_Provided passage_
>> start
Exercise of Warrant;
Term . Subject to
Section 2, the right to purchase the Shares represented by
this Warrant is exercisable, in whole or in part by the
Warrantholder, at any time or from time to time after the first
business day immediately following the Vesting Date, but in no
event later than 5:00 p.m., Eastern time on the tenth
anniversary of the Vesting Date (the “Expiration
Time”), by (A) the surrender of this Warrant and Notice
of Exercise annexed hereto, duly completed and executed on behalf
of the Warrantholder, at the principal executive office of the
Company located at the address set forth in Section 20 (or
such other office or agency of the Company in the United States as
it may designate by notice in writing to the Warrantholder at the
address of the Warrantholder appearing on the books of the
Company), and (B) payment of the Exercise Price for the Shares
thereby purchased:
(i)
>> end
_Exercise tasks_
a. In the warrant exercise text, list every capitalized term, leaving out the heading, section references, and place or time-zone names.
b. Extend the warrant exercise text by writing the clauses that follow its final line.
The items that follow have no connection to the warrant text.

_Extracted information_
>> start
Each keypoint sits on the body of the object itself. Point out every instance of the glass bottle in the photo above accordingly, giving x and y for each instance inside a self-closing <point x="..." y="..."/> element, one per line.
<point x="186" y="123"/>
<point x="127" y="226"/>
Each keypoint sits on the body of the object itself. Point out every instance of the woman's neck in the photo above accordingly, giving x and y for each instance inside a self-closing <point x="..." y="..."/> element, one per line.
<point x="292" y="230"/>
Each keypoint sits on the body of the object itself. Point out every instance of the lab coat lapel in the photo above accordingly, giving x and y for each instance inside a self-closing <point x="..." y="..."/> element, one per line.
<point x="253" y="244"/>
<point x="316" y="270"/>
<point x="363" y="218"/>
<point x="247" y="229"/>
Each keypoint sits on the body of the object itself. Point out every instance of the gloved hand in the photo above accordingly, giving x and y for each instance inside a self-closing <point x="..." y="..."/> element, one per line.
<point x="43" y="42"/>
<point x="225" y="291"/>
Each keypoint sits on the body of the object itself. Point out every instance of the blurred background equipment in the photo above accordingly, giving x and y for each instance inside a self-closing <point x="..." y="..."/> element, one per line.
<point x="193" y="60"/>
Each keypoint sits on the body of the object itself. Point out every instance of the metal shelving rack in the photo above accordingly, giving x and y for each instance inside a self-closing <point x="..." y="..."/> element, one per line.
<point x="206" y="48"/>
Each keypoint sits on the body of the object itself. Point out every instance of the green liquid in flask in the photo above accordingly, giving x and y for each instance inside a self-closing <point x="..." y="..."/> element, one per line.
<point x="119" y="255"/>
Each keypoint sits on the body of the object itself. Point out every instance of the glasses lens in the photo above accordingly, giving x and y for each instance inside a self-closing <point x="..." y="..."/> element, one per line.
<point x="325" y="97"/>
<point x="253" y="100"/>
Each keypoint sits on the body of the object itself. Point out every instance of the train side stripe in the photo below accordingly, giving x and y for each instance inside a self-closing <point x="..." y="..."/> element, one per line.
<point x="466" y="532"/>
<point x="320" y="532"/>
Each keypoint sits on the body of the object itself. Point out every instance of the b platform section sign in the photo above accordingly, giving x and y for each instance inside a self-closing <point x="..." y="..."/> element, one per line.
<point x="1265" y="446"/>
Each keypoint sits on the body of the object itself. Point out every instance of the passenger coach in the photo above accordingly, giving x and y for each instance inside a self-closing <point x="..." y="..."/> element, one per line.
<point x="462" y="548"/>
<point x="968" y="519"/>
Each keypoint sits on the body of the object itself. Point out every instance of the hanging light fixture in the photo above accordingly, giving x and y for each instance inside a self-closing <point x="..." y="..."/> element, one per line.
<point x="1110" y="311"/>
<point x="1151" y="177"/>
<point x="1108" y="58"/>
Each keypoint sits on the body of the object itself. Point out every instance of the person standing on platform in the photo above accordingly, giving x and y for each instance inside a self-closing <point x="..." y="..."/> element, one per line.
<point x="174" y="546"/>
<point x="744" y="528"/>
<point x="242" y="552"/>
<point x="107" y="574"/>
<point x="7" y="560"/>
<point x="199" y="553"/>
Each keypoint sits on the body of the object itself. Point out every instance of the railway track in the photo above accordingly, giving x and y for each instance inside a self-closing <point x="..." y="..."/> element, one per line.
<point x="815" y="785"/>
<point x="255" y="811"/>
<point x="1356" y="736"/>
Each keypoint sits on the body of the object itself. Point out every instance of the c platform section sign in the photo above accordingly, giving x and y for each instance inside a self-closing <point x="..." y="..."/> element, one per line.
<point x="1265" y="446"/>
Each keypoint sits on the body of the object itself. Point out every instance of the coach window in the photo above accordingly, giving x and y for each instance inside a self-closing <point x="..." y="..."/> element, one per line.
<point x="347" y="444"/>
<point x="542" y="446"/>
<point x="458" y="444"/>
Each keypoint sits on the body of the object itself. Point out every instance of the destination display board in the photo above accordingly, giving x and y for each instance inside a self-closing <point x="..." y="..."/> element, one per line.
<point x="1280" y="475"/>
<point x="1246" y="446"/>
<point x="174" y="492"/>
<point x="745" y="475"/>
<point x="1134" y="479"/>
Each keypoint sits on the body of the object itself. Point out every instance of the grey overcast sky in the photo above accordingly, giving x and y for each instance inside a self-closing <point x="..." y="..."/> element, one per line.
>> end
_Answers for the tasks_
a. Warrant, Shares, Warrantholder, Vesting Date, Expiration Time, Notice of Exercise, Company, Exercise Price

b.
with the consent of the Company
(except as otherwise provided in this subparagraph (i) below),
by having the Company withhold, from the shares of Common Stock
that would otherwise be delivered to the Warrantholder upon such
exercise, shares of Common Stock issuable upon exercise of the
Warrant equal in value to the aggregate Exercise Price as to which
this Warrant is so exercised based on the Market Price of the
Common Stock on the trading day on which this Warrant is exercised
and the Notice of Exercise is delivered to the Company pursuant to
this Section 3; provided, however, that such consent of
the Company shall not be required if a registration statement under
the Securities Act registering for resale the shares of Common
Stock issuable upon such exercise either (A) is not effective
on the date of such exercise or (B) if such registration
statement is not effective on the date of such exercise then, in
addition to such failure to be effective, such registration
statement has not been effective for at least twenty (20) of the
thirty (30) business days immediately preceding the date of such
exercise, or
(ii)
by tendering in cash, by certified
or cashier’s check payable to the order of the Company, or by
wire transfer of immediately available funds to an account
designated by the Company.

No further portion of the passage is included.